**TRY IT**
All of the data below needs to be set down again, exactly as shown.

**RECORD EXTRACTS**
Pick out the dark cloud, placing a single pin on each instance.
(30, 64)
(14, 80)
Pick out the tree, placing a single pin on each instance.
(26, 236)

**OUTPUT OF THE EXERCISE**
Pick out the dark cloud, placing a single pin on each instance.
(30, 64)
(14, 80)
Pick out the tree, placing a single pin on each instance.
(26, 236)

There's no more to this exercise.